- **Task details**
Write out the full listing below word for word, keeping every line unchanged.
BEGIN Data for this task
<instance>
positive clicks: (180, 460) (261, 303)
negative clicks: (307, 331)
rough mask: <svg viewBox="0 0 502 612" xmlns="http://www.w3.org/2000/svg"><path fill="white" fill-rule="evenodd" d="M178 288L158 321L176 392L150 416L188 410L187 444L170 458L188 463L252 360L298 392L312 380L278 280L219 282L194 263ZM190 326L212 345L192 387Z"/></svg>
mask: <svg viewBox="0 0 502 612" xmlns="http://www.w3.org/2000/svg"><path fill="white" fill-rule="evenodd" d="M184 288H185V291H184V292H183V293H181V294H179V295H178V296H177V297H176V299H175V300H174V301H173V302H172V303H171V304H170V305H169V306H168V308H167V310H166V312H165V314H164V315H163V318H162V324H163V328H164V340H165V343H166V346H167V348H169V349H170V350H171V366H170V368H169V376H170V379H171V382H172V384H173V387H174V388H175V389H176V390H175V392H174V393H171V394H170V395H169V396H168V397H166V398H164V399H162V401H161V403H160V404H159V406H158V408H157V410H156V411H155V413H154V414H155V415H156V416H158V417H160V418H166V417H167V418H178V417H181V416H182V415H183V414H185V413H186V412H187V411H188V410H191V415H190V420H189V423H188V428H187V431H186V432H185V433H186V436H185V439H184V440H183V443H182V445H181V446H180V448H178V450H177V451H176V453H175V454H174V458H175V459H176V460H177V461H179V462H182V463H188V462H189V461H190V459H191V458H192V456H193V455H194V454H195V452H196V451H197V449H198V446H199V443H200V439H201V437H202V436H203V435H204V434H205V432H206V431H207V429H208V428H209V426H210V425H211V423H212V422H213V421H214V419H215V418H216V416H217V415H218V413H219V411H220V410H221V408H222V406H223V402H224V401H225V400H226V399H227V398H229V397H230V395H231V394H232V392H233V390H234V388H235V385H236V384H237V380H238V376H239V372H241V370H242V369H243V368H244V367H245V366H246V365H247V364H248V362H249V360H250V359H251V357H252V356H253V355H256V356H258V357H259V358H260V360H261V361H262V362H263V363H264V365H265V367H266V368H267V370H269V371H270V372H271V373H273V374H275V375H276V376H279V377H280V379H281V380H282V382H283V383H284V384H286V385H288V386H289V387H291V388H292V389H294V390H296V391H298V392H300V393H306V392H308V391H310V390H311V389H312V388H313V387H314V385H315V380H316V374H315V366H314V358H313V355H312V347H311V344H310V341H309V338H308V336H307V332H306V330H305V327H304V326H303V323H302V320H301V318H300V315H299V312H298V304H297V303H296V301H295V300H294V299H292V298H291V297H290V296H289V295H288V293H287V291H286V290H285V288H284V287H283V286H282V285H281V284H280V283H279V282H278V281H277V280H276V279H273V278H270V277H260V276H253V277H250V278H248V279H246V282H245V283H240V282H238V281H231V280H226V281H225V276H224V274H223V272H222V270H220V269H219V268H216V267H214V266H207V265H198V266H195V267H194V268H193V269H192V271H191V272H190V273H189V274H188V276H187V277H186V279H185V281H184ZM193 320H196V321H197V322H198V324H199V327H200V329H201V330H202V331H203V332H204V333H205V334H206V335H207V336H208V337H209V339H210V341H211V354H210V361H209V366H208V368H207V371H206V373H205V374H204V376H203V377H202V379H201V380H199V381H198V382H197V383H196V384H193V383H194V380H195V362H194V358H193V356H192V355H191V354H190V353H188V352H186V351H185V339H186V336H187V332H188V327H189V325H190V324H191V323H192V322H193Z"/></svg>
END Data for this task
- **Exercise result**
<instance>
positive clicks: (180, 460) (261, 303)
negative clicks: (307, 331)
rough mask: <svg viewBox="0 0 502 612" xmlns="http://www.w3.org/2000/svg"><path fill="white" fill-rule="evenodd" d="M178 288L158 321L176 392L150 416L188 410L187 444L170 458L188 463L252 360L298 392L312 380L278 280L219 282L194 263ZM190 326L212 345L192 387Z"/></svg>
mask: <svg viewBox="0 0 502 612" xmlns="http://www.w3.org/2000/svg"><path fill="white" fill-rule="evenodd" d="M184 288H185V291H184V292H183V293H181V294H179V295H178V296H177V297H176V299H175V300H174V301H173V302H172V303H171V304H170V305H169V306H168V308H167V310H166V312H165V314H164V315H163V318H162V324H163V328H164V340H165V343H166V346H167V348H169V349H170V350H171V366H170V368H169V376H170V379H171V382H172V384H173V387H174V388H175V389H176V390H175V392H174V393H171V394H170V395H169V396H168V397H166V398H164V399H162V401H161V403H160V404H159V406H158V408H157V410H156V411H155V413H154V414H155V415H156V416H158V417H160V418H166V417H167V418H178V417H181V416H182V415H183V414H185V413H186V412H187V411H188V410H191V415H190V420H189V423H188V428H187V431H186V432H185V433H186V436H185V439H184V440H183V443H182V445H181V446H180V448H178V450H177V451H176V453H175V454H174V458H175V459H176V460H177V461H179V462H182V463H188V462H189V461H190V459H191V458H192V456H193V455H194V454H195V452H196V451H197V449H198V446H199V443H200V439H201V437H202V436H203V435H204V434H205V432H206V431H207V429H208V428H209V426H210V425H211V423H212V422H213V421H214V419H215V418H216V416H217V415H218V413H219V411H220V410H221V408H222V406H223V402H224V401H225V400H226V399H227V398H229V397H230V395H231V394H232V392H233V390H234V388H235V385H236V384H237V380H238V376H239V372H241V370H242V369H243V368H244V367H245V366H246V365H247V364H248V362H249V360H250V359H251V357H252V356H253V355H256V356H258V357H259V358H260V360H261V361H262V362H263V363H264V365H265V367H266V368H267V370H269V371H270V372H271V373H273V374H275V375H276V376H279V377H280V379H281V380H282V382H283V383H284V384H286V385H288V386H289V387H291V388H292V389H294V390H296V391H298V392H300V393H306V392H308V391H310V390H311V389H312V388H313V387H314V385H315V380H316V374H315V366H314V358H313V355H312V347H311V344H310V341H309V338H308V336H307V332H306V330H305V327H304V326H303V323H302V320H301V318H300V315H299V312H298V304H297V303H296V301H295V300H294V299H292V298H291V297H290V296H289V295H288V293H287V291H286V290H285V288H284V287H283V286H282V285H281V284H280V283H279V282H278V281H277V280H276V279H273V278H270V277H260V276H253V277H250V278H248V279H246V282H245V283H240V282H238V281H231V280H226V281H225V276H224V274H223V272H222V270H220V269H219V268H216V267H214V266H207V265H198V266H195V267H194V268H193V269H192V271H191V272H190V273H189V274H188V276H187V277H186V279H185V281H184ZM193 320H196V321H197V322H198V324H199V327H200V329H201V330H202V331H203V332H204V333H205V334H206V335H207V336H208V337H209V339H210V341H211V354H210V361H209V366H208V368H207V371H206V373H205V374H204V376H203V377H202V379H201V380H199V381H198V382H197V383H196V384H193V383H194V380H195V362H194V358H193V356H192V355H191V354H190V353H188V352H186V351H185V339H186V336H187V332H188V327H189V325H190V324H191V323H192V322H193Z"/></svg>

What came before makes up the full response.